Exercise materials »

•••

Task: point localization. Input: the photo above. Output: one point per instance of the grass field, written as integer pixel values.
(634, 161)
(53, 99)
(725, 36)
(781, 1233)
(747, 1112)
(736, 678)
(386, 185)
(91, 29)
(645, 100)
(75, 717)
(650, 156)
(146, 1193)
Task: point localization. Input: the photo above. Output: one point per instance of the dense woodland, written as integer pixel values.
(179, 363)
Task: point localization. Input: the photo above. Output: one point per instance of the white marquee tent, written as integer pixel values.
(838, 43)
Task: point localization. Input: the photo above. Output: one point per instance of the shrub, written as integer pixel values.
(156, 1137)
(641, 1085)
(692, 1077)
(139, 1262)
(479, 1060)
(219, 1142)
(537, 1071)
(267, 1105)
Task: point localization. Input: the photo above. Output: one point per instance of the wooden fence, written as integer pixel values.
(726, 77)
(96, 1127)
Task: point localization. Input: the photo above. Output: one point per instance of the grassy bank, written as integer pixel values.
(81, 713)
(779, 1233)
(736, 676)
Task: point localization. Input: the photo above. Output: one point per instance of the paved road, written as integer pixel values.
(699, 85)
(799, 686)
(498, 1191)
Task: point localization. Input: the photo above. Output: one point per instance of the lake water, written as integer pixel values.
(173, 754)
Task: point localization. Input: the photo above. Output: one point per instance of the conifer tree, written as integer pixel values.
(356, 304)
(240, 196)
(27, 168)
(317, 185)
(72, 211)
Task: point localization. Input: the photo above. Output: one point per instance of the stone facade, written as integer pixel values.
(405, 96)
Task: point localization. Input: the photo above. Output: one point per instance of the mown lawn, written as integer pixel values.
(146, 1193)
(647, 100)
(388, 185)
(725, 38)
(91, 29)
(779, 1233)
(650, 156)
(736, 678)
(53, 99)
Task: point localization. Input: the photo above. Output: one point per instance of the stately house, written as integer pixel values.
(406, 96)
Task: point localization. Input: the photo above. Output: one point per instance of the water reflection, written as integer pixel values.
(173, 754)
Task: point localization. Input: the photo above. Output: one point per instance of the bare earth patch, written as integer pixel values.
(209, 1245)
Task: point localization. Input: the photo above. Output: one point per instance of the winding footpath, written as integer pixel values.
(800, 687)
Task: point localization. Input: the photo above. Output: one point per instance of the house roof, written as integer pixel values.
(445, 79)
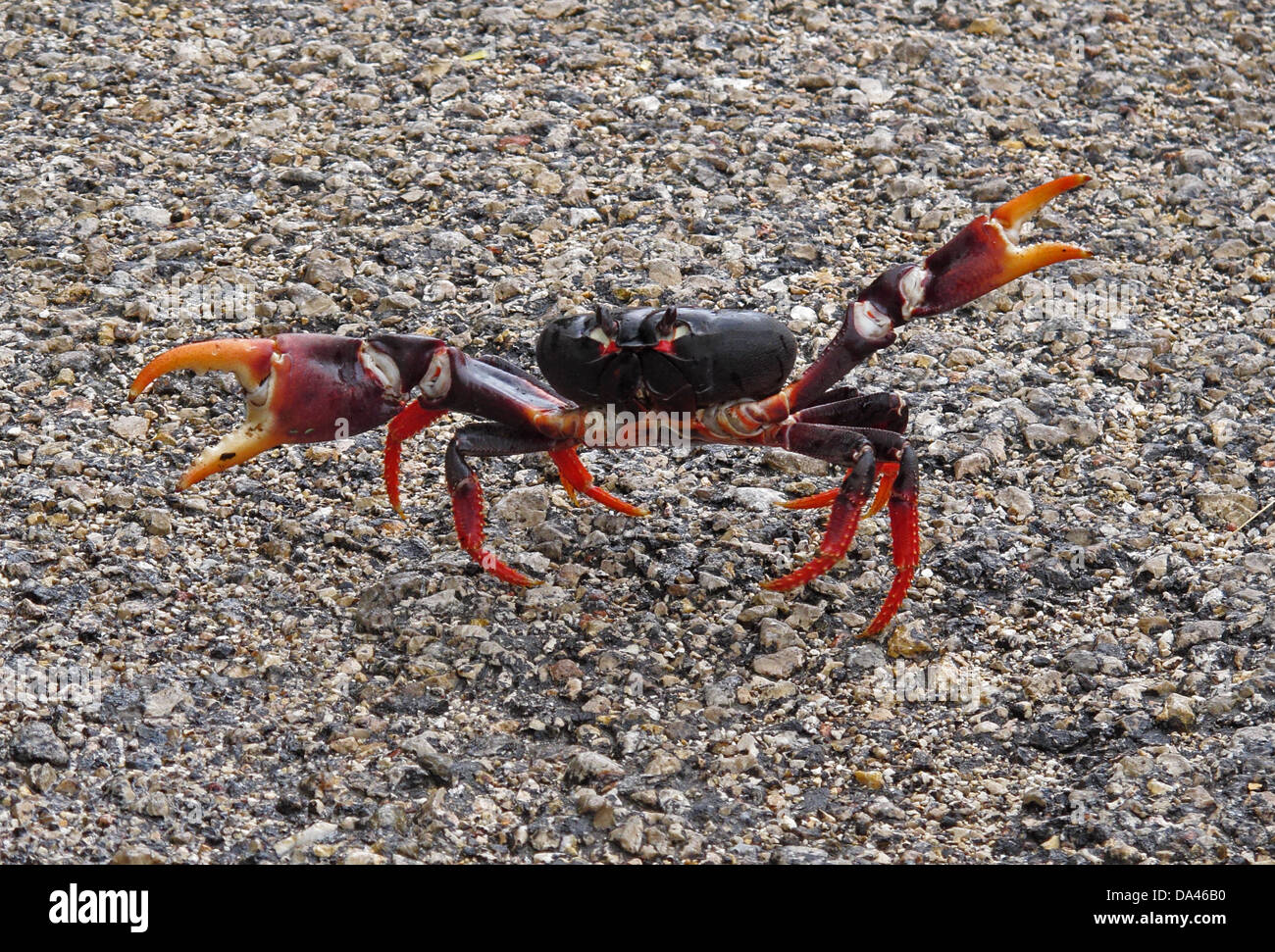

•••

What to produce »
Copy the lines from the one containing "footpath, written as integer pixel values." through the end of the records, both included, and substitute "meandering" for "winding" while keeping everything else the same. Leave the pictures out of your answer.

Result for this task »
Task: point localization. Input: the photo above. Output: one point per instance of the meandering footpath, written as integer pixel values.
(800, 687)
Task: point localization. Input: the photo above. Output: one point per instance of the house roof, written as integer pixel values.
(445, 79)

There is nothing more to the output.